(GIVEN REQUEST)
Report every line in the material below that contains the string "wheel", copying each such line in full. Count a line only when its letters match that string in case.

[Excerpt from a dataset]
____

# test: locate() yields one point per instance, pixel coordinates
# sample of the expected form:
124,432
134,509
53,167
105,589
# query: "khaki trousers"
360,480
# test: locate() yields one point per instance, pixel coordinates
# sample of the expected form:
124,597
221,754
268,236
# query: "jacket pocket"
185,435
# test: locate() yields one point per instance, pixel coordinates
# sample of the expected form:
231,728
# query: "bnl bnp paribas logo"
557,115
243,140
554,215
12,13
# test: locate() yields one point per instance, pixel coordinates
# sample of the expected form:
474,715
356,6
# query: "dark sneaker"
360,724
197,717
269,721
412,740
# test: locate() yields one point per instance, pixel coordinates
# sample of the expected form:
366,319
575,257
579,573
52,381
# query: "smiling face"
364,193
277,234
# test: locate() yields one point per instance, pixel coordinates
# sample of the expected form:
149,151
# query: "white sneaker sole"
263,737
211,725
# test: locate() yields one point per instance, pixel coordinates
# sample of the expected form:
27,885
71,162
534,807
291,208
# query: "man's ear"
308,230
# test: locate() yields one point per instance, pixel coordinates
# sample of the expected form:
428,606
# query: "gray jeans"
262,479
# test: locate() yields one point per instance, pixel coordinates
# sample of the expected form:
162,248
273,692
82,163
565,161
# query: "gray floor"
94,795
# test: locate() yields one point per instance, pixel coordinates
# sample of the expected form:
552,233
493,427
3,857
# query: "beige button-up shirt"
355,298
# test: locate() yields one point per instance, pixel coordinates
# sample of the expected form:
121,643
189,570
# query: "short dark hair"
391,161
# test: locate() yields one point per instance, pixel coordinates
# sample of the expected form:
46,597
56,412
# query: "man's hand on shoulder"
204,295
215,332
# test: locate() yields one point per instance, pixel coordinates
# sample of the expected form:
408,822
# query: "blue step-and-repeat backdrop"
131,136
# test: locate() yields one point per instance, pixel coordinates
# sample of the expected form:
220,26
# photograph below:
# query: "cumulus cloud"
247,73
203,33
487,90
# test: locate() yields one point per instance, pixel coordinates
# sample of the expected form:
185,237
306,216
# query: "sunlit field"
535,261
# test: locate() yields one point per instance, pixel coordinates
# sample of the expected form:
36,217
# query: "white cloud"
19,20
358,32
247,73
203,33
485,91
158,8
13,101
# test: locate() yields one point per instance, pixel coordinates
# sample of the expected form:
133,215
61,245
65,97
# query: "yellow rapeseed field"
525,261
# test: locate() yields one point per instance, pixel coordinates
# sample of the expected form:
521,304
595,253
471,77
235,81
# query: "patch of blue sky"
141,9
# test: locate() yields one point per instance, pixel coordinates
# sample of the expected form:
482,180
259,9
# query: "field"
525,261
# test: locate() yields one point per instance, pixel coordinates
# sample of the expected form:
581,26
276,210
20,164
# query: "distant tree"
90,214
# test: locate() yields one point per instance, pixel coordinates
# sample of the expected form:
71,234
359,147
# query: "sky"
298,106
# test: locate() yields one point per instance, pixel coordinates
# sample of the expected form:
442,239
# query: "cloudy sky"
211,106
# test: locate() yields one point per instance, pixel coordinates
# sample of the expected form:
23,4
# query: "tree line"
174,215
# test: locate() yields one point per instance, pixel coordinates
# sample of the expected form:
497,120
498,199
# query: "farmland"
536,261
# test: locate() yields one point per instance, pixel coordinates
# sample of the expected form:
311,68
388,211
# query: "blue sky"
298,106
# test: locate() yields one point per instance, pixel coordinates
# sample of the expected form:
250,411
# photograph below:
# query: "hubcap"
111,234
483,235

____

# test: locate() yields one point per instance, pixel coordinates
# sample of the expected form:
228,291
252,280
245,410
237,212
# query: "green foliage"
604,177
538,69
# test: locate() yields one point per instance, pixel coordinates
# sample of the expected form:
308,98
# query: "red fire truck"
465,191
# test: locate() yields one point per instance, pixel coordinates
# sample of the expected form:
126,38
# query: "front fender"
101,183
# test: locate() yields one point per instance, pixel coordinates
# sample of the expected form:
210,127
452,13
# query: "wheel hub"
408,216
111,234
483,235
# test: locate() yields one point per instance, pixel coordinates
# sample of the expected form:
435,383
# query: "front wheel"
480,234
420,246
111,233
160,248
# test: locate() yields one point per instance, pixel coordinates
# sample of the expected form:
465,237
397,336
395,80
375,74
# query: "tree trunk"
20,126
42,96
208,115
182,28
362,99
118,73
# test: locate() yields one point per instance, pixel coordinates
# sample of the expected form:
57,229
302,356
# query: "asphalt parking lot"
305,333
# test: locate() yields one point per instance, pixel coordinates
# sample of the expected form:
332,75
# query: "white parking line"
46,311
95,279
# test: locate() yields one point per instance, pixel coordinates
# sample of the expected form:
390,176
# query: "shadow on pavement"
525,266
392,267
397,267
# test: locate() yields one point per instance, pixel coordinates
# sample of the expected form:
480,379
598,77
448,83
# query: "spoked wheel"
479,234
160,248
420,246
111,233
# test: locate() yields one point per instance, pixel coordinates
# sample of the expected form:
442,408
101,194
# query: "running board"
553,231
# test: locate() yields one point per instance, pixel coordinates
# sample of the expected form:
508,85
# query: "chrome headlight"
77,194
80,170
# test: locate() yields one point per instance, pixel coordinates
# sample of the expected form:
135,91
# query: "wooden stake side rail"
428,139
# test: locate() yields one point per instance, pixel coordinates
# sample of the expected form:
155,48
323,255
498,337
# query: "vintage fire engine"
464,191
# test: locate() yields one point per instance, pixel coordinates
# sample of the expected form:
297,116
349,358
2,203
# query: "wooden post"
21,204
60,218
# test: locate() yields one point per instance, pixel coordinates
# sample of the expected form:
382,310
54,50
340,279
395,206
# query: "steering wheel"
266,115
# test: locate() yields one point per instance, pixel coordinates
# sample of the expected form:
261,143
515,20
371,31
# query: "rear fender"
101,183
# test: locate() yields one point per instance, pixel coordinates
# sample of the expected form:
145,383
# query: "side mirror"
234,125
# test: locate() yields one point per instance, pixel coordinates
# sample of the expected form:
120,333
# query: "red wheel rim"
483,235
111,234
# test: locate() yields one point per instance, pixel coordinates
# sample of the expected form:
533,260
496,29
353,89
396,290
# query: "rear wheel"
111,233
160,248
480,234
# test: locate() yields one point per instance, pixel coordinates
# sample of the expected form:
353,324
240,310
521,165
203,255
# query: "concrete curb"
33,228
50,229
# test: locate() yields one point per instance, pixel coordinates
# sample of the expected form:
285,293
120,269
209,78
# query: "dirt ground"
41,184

____

(THE REPLY)
# query: "wheel hub"
# query: "front wheel"
# query: "spoked wheel"
# query: "steering wheel"
# query: "red wheel rim"
# query: "rear wheel"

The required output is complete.